> _What is needed_
Reproduce the items below word for word, beginning with the line that contains "Reviewer note: verify one keypoint per instance of the snow on" and continuing through the final line of the items.

---------- Material for the task ----------

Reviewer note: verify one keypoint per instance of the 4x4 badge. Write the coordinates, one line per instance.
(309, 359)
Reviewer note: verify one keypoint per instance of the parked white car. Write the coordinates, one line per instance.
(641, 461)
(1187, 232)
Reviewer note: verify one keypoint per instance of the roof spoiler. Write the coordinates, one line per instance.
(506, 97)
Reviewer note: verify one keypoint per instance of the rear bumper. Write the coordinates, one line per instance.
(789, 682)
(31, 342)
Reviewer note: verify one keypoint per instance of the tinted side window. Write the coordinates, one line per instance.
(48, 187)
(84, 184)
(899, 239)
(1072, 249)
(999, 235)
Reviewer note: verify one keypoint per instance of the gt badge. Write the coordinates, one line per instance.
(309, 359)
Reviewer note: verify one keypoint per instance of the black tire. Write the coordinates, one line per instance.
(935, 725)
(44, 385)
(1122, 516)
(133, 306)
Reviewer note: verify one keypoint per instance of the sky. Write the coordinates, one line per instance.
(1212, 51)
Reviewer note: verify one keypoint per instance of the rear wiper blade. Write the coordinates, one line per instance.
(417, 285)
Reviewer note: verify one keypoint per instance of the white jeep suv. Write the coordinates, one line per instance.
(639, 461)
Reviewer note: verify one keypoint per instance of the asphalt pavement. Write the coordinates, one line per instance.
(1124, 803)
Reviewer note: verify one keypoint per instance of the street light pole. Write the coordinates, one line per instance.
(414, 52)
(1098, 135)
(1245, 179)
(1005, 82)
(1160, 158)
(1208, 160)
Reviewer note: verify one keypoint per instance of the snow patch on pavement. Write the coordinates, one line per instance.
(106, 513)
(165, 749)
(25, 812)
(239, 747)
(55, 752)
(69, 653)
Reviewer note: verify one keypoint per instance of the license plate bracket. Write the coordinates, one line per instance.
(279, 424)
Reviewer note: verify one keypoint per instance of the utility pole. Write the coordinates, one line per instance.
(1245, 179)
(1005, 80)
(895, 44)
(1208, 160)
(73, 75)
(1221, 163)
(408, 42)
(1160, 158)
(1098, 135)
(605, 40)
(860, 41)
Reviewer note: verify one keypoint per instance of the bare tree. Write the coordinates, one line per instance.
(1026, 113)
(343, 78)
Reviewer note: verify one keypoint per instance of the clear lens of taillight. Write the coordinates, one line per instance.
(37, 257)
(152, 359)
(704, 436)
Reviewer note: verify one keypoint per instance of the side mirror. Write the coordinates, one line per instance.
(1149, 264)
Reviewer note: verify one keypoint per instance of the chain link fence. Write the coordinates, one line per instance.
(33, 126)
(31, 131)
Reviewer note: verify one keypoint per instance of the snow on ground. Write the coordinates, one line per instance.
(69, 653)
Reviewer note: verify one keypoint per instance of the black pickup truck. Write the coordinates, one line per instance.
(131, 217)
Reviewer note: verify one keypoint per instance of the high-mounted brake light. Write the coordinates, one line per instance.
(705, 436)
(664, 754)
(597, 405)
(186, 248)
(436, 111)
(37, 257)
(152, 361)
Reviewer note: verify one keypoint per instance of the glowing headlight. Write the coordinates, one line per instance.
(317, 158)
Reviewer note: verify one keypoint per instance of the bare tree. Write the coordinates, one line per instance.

----------

> _Solution below_
Reviewer note: verify one keypoint per instance of the snow on ground. Write the coordinates, one line per instance.
(69, 653)
Reviewer note: verify one keypoint per instance of the black pickup truck. Write the coordinates, one line per instance.
(131, 217)
Reviewer note: verify one keypoint per instance of the high-mounted brake light. Write the coordinates, one line per instance.
(705, 436)
(664, 754)
(597, 405)
(186, 248)
(436, 111)
(37, 257)
(152, 361)
Reviewer note: verify one keypoint per instance of the glowing headlight. Write the coordinates, one line per instance.
(317, 158)
Reviewer note: verify one keypoint per instance of the bare tree. Write the coordinates, one line per instance.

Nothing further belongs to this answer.